* [Exercise task] Rescale the records that follow by copying every line, requests included, with each coordinate in the answers multiplied by 2.4 and rounded to a whole number, halves rounded up. Leave the numbers in the requests and their format samples unchanged.

* [Supplied material]
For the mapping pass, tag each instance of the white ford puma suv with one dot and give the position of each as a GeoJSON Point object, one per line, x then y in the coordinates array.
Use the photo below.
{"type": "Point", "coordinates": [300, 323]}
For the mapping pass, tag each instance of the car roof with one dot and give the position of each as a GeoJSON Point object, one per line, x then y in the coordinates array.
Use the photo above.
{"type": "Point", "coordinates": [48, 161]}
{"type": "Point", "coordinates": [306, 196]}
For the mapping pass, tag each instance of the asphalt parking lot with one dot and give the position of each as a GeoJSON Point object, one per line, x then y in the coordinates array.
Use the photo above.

* [Output]
For the mapping pass, tag each instance of the white ford puma suv with one dot and give the position of each as a GeoJSON Point object, one per line, x then y in the coordinates array.
Use the photo below.
{"type": "Point", "coordinates": [720, 775]}
For the mapping pass, tag each instance of the car roof with one dot and give the position of each as a GeoJSON Point object, one per line, x then y in the coordinates array.
Use the photo above.
{"type": "Point", "coordinates": [115, 386]}
{"type": "Point", "coordinates": [734, 470]}
For the mapping pass, tag each instance of the asphalt parking lot with one dot and give the position of each as a GeoJSON Point object, one per line, x then y in the coordinates array.
Use the photo above.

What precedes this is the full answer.